◆ **Do this**
Reproduce the listing below word for word, starting at the line with "Task: where can the tree trunk" and ending with the line with "x=1165, y=154", both included. Copy no other lines.

◆ **Input rows**
::::::

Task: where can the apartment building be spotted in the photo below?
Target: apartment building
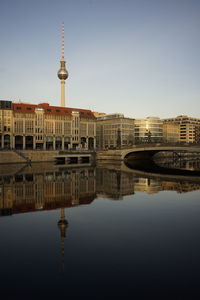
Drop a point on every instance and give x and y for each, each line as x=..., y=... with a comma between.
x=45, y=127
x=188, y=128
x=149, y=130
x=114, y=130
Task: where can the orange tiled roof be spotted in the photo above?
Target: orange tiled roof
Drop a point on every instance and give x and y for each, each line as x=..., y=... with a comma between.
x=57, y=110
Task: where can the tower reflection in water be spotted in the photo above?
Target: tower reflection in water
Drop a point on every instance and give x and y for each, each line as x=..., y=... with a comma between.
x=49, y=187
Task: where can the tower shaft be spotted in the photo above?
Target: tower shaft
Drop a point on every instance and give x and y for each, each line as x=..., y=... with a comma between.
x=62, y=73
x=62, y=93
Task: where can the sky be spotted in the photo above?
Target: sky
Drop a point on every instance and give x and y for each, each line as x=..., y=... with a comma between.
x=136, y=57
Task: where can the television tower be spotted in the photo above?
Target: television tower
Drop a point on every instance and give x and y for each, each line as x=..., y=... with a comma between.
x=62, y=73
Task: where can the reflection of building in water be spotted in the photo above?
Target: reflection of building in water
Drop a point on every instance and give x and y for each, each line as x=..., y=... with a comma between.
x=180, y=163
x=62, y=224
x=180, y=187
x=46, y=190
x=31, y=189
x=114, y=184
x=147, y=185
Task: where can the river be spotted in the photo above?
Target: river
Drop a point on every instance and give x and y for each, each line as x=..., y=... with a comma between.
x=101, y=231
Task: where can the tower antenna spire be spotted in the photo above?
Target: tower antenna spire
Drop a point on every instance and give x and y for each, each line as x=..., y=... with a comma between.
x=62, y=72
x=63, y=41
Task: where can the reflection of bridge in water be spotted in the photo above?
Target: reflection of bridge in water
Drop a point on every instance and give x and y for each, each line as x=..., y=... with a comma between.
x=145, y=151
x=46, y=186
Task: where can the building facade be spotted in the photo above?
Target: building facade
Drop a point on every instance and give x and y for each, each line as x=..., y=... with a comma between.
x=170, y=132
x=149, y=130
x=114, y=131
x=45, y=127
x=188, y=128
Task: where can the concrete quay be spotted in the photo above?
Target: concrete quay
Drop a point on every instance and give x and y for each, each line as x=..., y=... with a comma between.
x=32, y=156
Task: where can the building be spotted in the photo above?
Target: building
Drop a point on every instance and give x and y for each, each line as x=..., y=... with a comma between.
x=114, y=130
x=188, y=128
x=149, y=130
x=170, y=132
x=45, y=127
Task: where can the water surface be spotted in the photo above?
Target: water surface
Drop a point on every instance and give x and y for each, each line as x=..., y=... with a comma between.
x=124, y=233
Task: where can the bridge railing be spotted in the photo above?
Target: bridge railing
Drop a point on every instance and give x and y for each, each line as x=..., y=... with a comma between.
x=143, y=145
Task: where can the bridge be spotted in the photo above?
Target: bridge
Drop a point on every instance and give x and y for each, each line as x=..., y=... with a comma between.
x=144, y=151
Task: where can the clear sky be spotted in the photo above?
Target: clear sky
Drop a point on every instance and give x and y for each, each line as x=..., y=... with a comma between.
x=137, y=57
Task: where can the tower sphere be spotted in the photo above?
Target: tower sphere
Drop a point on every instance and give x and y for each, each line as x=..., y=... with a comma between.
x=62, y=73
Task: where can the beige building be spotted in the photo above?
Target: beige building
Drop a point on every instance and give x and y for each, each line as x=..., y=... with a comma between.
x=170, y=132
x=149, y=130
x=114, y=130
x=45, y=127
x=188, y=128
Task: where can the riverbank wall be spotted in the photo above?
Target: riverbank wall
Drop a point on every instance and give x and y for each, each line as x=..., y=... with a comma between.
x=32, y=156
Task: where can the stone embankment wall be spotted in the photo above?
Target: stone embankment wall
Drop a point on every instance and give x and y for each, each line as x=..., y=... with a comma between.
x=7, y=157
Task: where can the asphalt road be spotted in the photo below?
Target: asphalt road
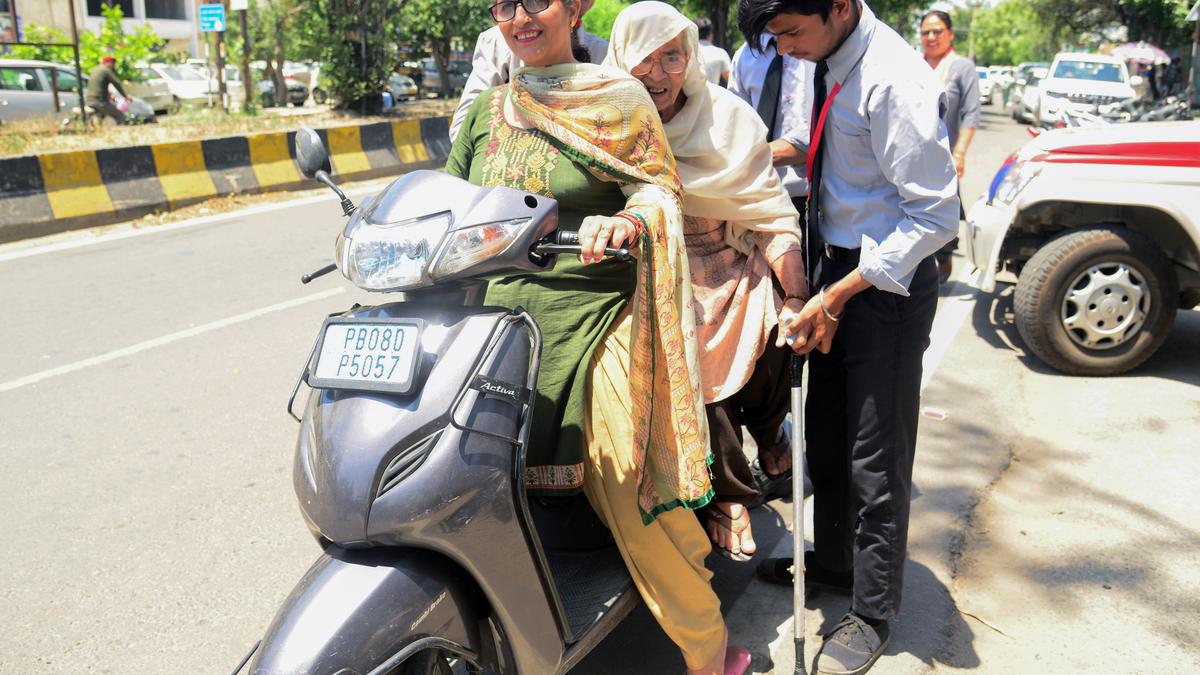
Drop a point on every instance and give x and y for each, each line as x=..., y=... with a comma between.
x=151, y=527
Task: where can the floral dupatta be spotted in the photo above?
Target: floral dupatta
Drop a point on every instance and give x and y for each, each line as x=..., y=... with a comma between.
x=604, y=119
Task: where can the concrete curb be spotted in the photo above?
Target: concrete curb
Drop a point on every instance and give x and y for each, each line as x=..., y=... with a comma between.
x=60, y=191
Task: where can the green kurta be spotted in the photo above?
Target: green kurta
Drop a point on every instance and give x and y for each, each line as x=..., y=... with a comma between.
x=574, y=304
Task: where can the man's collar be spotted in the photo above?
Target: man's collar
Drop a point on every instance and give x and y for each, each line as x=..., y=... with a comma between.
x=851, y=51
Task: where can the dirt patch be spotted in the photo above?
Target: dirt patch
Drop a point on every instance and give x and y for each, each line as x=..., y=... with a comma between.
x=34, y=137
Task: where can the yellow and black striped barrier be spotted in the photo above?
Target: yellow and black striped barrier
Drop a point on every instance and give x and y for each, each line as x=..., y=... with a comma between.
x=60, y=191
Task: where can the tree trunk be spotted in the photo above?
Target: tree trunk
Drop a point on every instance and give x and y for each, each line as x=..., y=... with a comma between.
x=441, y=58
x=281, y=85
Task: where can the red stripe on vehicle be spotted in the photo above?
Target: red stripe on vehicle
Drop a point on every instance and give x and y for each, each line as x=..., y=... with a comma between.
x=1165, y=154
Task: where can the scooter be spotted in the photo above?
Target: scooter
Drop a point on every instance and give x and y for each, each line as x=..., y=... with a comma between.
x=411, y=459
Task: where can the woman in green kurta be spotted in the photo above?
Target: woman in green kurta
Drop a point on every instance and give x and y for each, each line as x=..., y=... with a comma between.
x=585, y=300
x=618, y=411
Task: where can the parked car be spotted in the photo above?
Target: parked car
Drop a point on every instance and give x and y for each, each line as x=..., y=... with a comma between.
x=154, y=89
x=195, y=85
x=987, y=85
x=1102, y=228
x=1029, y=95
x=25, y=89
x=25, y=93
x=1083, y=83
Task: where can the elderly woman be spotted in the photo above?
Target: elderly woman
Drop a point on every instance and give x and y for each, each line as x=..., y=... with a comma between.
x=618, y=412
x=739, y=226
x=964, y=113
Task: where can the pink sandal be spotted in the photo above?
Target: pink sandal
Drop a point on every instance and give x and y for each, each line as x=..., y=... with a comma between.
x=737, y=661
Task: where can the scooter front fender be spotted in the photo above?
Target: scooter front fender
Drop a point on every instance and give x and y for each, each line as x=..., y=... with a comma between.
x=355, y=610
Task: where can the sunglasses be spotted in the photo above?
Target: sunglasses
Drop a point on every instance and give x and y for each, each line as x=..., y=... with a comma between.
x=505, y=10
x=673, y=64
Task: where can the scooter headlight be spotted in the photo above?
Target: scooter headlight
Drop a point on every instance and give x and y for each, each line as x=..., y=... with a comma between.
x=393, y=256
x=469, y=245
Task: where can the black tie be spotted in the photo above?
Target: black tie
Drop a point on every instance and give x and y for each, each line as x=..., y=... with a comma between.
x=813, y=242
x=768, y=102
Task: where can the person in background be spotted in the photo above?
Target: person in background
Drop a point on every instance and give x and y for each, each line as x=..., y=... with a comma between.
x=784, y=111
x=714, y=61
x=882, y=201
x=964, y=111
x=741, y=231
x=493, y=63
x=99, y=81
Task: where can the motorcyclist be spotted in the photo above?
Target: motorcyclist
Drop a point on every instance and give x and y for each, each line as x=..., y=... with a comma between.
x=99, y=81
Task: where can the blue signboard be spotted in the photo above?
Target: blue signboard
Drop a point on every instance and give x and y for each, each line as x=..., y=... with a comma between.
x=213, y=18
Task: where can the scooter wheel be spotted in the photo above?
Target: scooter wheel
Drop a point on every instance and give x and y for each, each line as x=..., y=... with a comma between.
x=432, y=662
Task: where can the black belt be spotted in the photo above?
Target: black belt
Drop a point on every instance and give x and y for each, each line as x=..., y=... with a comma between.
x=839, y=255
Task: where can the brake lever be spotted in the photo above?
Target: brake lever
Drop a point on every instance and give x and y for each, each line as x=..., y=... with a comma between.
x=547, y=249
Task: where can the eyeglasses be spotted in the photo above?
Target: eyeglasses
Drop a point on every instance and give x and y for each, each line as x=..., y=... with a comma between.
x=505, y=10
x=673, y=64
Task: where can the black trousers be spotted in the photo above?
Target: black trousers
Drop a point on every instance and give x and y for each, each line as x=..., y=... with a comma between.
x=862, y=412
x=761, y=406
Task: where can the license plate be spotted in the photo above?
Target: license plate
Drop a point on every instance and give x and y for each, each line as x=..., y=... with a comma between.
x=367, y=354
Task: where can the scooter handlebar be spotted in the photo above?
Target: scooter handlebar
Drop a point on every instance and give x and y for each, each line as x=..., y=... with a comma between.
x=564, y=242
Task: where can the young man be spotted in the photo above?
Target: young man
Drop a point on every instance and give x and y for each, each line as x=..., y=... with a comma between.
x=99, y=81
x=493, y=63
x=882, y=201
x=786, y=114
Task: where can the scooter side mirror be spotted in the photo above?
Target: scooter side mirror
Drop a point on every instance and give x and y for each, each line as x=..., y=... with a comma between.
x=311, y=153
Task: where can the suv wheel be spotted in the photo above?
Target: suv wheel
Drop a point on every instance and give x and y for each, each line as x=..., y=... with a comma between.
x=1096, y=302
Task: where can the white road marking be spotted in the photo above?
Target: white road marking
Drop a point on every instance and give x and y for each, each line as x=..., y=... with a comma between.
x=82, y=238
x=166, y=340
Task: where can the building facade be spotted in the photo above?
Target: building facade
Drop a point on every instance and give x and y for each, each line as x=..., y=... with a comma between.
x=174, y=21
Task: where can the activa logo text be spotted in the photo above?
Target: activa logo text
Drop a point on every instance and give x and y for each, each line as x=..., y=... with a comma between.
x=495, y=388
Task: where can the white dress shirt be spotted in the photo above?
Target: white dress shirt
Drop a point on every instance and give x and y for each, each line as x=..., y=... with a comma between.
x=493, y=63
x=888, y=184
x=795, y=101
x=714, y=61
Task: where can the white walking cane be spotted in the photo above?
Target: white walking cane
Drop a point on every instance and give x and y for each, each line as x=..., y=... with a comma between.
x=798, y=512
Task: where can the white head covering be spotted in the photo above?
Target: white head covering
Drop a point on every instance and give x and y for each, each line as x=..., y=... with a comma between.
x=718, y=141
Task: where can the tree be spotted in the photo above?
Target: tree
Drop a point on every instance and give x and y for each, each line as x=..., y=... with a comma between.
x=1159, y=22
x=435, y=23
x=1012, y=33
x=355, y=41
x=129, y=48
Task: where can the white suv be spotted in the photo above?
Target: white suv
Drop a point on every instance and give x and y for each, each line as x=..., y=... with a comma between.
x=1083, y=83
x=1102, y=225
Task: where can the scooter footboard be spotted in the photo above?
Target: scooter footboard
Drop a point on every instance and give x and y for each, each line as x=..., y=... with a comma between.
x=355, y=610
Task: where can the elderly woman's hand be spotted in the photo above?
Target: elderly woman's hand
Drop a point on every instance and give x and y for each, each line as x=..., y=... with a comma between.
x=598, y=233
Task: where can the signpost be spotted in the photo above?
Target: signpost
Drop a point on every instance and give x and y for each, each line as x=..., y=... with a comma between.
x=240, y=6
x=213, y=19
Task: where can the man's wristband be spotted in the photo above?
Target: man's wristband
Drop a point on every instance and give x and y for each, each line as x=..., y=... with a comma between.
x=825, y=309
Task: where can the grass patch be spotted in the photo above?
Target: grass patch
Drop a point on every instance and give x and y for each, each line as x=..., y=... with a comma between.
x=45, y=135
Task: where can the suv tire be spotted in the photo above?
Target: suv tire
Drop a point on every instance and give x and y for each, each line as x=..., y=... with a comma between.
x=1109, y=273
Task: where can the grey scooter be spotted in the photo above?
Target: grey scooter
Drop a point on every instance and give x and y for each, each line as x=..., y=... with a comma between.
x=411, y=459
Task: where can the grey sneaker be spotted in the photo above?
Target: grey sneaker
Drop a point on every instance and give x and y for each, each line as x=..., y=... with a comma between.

::::::

◆ **Right answer**
Task: where can the tree trunk be spotted in the photo above?
Target: tree trunk
Drop a point on every instance and give x and y for each, each line as x=..., y=... with a comma between.
x=441, y=58
x=281, y=85
Task: where can the red stripe on vehicle be spotted in the photo above?
Target: red stripe on vehicle
Drop a point on every instance and give x and y for each, each line as x=..., y=... with a comma between.
x=1165, y=154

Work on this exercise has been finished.